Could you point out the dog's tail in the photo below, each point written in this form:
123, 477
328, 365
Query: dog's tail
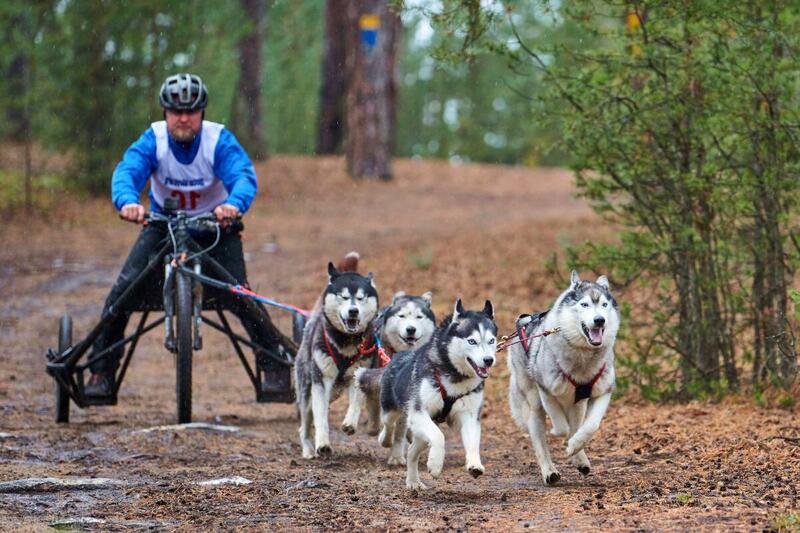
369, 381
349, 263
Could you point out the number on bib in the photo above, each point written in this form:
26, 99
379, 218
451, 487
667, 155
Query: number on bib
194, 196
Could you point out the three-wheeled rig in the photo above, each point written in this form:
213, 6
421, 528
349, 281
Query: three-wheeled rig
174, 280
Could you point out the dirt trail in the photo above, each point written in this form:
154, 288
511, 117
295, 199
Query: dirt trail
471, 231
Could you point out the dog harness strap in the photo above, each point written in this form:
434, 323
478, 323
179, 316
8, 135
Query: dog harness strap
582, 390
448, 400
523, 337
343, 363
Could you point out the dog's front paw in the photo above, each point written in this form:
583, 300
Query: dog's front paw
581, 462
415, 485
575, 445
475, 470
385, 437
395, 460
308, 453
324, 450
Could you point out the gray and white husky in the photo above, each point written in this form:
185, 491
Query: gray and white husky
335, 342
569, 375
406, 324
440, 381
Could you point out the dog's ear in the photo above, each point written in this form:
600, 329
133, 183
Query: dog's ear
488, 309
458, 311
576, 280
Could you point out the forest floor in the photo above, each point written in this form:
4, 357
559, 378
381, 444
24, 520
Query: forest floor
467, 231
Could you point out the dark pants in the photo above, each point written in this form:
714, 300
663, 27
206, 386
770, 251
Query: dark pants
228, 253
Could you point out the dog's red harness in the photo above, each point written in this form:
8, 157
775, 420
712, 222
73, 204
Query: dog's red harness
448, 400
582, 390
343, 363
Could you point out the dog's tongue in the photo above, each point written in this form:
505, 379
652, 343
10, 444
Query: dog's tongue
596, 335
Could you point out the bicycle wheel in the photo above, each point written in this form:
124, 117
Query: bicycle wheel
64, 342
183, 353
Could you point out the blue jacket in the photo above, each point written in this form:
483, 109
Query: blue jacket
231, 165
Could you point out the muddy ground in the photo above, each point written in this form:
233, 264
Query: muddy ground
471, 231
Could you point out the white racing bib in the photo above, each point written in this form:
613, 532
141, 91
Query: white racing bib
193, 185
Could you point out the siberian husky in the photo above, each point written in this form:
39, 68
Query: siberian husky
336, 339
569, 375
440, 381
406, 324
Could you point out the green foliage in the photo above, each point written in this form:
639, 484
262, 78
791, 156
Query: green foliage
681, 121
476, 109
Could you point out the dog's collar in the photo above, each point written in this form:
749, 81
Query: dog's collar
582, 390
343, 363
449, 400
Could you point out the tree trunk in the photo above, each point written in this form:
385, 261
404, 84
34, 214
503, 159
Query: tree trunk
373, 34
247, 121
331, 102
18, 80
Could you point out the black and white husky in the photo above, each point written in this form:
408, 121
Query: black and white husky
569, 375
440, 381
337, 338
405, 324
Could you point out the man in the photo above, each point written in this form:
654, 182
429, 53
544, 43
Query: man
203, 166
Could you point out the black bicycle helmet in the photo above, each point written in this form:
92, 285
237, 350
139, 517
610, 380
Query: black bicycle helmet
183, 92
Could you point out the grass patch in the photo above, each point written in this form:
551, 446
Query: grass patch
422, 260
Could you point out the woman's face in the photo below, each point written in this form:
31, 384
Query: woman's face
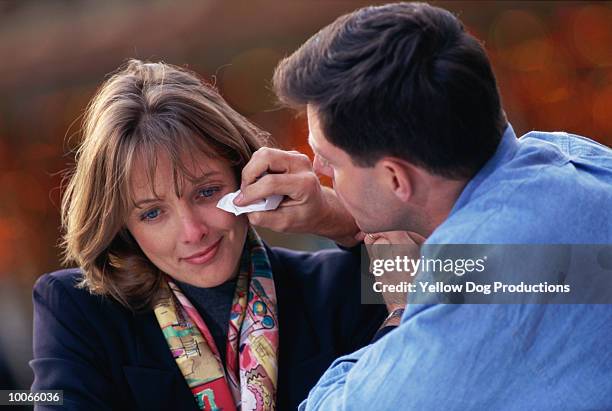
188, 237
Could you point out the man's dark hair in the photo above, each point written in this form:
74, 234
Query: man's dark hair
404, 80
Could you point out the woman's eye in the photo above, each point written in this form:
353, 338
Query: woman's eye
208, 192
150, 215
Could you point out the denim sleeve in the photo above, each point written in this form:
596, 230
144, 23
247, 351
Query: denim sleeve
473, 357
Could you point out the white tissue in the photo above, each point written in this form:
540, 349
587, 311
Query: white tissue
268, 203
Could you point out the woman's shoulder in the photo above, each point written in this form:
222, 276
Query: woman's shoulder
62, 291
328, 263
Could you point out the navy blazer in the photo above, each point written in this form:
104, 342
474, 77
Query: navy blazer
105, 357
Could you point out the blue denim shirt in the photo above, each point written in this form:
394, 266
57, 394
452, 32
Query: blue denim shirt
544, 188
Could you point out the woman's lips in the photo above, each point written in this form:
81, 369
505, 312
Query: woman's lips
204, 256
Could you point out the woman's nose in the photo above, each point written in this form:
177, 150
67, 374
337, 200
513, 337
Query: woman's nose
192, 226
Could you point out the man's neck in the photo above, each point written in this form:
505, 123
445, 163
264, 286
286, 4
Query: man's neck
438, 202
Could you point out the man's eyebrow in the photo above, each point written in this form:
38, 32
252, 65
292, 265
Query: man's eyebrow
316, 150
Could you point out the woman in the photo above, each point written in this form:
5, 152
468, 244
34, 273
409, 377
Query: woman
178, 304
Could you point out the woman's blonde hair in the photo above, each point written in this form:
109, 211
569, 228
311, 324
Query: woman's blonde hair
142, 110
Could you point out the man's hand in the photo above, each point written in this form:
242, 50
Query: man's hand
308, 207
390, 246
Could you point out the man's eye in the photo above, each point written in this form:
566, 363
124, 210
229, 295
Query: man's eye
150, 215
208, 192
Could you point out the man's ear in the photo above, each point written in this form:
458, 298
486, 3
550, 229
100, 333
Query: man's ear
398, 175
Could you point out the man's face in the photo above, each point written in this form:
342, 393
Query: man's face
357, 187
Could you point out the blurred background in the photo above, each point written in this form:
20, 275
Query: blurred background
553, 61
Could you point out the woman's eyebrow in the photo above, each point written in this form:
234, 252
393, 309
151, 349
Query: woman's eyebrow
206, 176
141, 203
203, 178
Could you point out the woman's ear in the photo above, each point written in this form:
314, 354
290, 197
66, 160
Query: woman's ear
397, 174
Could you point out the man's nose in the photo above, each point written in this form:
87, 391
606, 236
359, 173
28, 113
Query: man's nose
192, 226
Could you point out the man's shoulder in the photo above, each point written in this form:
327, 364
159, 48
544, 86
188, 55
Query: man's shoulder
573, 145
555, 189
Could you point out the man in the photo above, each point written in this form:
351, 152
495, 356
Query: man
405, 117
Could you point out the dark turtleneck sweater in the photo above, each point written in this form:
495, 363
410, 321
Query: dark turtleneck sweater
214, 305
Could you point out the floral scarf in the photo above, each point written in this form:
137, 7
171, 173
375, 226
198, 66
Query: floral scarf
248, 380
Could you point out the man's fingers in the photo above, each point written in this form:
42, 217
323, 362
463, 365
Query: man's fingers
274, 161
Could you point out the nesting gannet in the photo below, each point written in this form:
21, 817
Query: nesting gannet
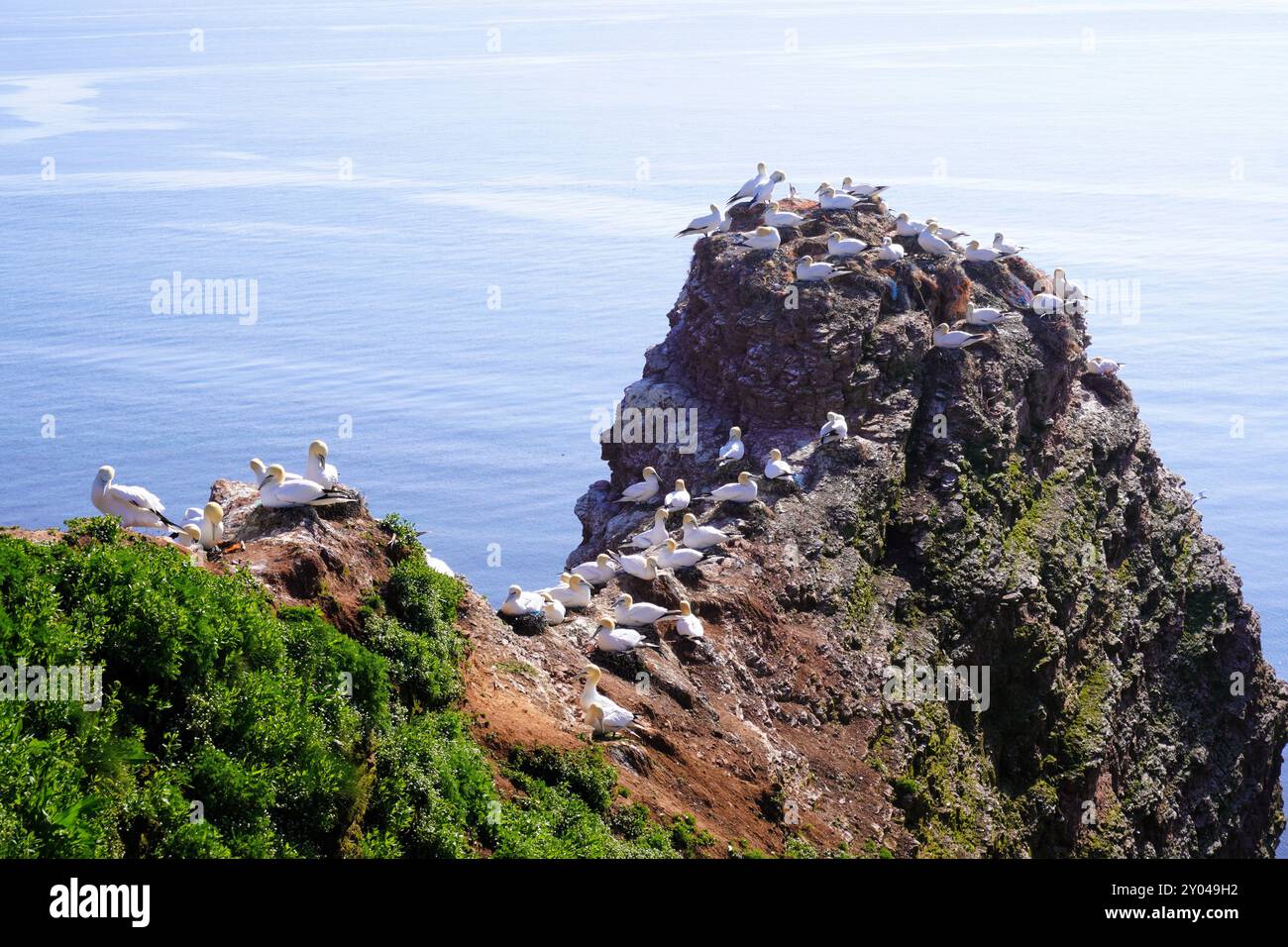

* * *

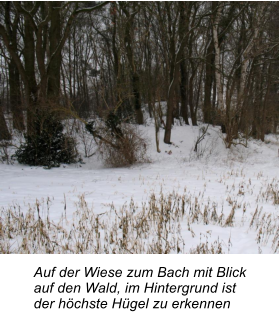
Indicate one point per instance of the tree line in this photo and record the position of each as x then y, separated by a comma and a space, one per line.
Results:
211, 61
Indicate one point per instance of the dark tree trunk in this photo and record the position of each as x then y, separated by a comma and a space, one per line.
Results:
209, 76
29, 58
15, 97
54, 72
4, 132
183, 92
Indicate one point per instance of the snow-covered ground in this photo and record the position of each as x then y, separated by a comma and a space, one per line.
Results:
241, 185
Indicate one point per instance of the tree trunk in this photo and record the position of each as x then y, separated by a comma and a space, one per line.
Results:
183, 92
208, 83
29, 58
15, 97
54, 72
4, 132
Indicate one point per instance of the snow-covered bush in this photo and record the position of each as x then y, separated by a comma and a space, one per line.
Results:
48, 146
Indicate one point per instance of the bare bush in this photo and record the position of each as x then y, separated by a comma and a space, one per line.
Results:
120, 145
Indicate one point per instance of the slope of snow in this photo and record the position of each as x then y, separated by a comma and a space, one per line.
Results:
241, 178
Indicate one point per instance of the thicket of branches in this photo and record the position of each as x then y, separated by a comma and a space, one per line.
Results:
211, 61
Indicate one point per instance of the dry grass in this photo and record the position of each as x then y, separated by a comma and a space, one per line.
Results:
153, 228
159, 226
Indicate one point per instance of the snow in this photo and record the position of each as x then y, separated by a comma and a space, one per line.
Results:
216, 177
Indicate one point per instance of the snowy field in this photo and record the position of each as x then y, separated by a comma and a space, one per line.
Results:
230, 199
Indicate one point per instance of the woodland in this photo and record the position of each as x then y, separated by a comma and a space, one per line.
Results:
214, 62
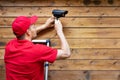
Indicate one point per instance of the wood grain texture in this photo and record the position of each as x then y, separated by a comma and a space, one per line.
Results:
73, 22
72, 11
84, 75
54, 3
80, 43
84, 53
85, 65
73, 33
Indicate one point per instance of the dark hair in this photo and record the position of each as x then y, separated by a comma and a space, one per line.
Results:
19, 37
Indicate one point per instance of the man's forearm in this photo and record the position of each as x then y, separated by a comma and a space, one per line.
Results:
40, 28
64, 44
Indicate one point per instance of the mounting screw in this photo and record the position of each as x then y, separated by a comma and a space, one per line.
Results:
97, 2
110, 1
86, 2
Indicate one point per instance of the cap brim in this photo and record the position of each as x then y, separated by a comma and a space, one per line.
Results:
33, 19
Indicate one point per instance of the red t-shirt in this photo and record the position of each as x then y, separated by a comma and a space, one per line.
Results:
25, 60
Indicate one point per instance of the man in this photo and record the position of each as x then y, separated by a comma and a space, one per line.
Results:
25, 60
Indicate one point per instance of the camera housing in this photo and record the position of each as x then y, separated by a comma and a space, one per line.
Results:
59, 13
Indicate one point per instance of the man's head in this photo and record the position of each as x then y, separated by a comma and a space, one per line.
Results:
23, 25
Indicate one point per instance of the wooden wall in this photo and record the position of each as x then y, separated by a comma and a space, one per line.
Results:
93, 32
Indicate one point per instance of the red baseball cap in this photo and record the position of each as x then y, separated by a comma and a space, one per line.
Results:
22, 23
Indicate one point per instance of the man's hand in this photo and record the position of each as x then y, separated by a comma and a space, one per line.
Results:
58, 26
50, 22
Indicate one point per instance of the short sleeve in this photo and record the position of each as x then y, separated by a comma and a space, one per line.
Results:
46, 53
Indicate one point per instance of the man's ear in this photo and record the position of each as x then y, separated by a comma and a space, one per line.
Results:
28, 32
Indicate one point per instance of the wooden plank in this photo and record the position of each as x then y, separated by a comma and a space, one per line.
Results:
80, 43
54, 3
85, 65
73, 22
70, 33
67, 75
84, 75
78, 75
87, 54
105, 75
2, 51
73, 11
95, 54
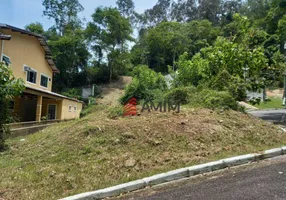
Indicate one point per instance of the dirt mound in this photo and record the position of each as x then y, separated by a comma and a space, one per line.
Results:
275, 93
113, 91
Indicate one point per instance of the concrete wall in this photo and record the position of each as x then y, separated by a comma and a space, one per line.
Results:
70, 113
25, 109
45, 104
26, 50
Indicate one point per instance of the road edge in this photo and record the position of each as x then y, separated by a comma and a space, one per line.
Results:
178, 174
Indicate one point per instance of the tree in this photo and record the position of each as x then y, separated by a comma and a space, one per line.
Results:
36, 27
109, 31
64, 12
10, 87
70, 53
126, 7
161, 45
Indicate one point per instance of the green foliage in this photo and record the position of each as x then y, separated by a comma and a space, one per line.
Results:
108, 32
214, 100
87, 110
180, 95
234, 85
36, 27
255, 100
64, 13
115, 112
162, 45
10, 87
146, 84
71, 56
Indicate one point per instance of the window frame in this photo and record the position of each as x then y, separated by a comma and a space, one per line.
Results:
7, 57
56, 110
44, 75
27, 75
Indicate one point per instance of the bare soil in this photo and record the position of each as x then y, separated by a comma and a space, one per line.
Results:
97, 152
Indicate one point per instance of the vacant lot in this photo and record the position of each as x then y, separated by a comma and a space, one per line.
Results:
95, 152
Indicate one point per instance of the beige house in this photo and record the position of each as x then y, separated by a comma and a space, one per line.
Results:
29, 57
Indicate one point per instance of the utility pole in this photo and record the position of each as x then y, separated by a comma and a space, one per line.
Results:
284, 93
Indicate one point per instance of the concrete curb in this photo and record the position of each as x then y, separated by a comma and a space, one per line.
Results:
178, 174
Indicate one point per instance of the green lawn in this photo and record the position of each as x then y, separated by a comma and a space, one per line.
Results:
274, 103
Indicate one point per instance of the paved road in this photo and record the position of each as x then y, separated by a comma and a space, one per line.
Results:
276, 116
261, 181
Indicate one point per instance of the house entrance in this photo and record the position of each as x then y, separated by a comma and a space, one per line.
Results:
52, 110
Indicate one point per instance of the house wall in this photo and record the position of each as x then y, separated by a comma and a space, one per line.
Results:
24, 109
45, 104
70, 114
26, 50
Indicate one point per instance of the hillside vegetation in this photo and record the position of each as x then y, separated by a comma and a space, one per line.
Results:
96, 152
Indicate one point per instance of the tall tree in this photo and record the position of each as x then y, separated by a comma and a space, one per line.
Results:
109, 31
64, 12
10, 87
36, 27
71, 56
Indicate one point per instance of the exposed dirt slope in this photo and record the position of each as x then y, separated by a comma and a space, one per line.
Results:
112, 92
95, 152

> **PROBLEM DETAILS**: Counting only lines that contain the word "gannet", how many are there in the records above? Give the number alone.

> **SOLUTION**: 2